## Document passage
§
Grammar matching regex character classes, trailing dash

I'm writing my own LALR(1) parser-generator so I'm not sure if I have an issue with my parser-generator or my grammar.

I'm trying to generate a parser for regexes. I have the following rules for character classes (slightly simplified):

LBRACKET: "[" // the [ character
RBRACKET: "]"
DASH: "-"
CHAR: [^[\]] // everything except square brackets

class ::= LBRACKET class_contents RBRACKET

class_contents ::= class_element | class_element class_contents

class_element ::= literal | literal DASH literal

literal ::= DASH | CHAR

I can match regexes such as [a-bc-d], but I cannot match [a-bc-de-] which should correspond to a rule matching the characters a, b, c, d, e, -.

It seems that upon seeing the tokens e (type literal) and - (type DASH), the parser tries to match the rule literal DASH literal. After seeing ] (type RBRACKET), it needs to realize it started the wrong production.

Is this a case where the parser needs 2 lookahead tokens, so LALR(1) is insufficient? In this case, is there a way to rewrite the grammar so that it works? Or is this grammar valid for matching [a-bc-de-] and I should look for a bug in my parser-generator?

Solution

As has been pointed out, your grammar is ambiguous. While it is sometimes possible to resolve ambiguities (which show up as shift/reduce conflicts) using standard heuristics -- "prefer shift to reduce", for example -- this technique is not entirely general, and it is not always easy to understand the consequences of the resolution.

Practical LALR generators do have resolution algorithms, typically based on operator precedence declarations with a fallback to the default algorithms (prefer shift, if there isn't a shift, prefer the first reduction in the grammar). These technique can simplify grammar writing, and sometimes make the grammar more readable and faster to parse. But once you get out of the comfort zone for automatic parser conflict resolution, the shine begins to wear off a bit.
§
## Recorded data
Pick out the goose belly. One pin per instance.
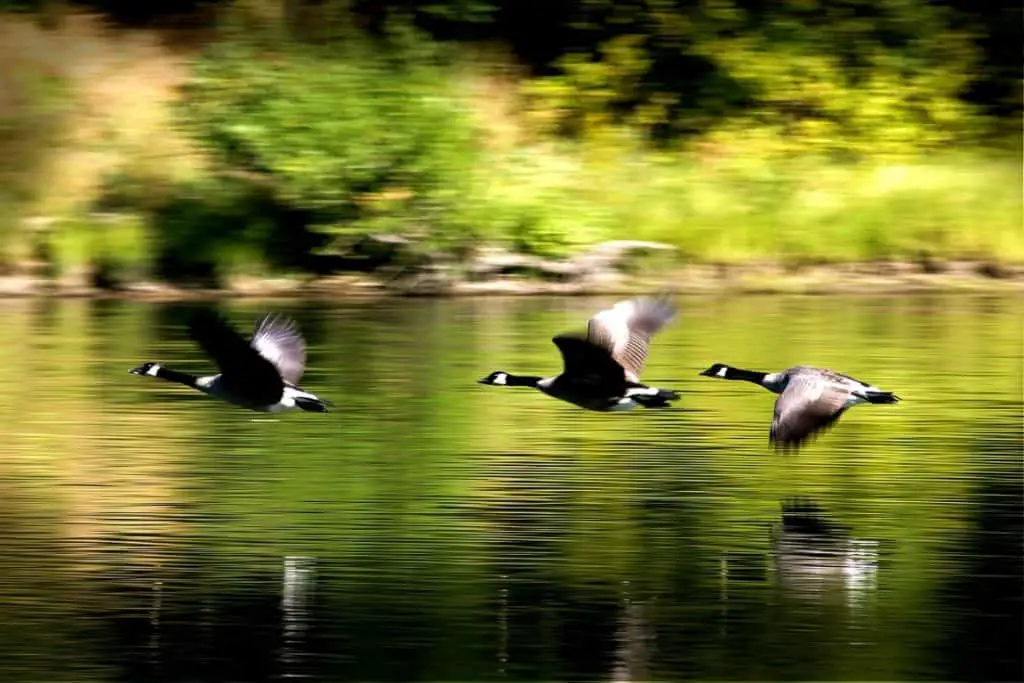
§
## Directives
1 – Summarize the forum thread on the regex character-class grammar in two sentences.
2 – Rewrite the stretch of the forum thread on the regex character-class grammar from "As has been" through "of the resolution.", replacing "heuristics" with "rules of thumb".

## Answers given
1 – A person writing an LALR(1) parser-generator has a grammar for regex character classes that matches [a-bc-d] but not [a-bc-de-], apparently because the parser starts the rule literal DASH literal after reading e and -. The reply says the grammar is ambiguous, and that resolving such conflicts with heuristics like "prefer shift to reduce" is not entirely general and has consequences that are not always easy to understand.

2 –
As has been pointed out, your grammar is ambiguous. While it is sometimes possible to resolve ambiguities (which show up as shift/reduce conflicts) using standard rules of thumb -- "prefer shift to reduce", for example -- this technique is not entirely general, and it is not always easy to understand the consequences of the resolution.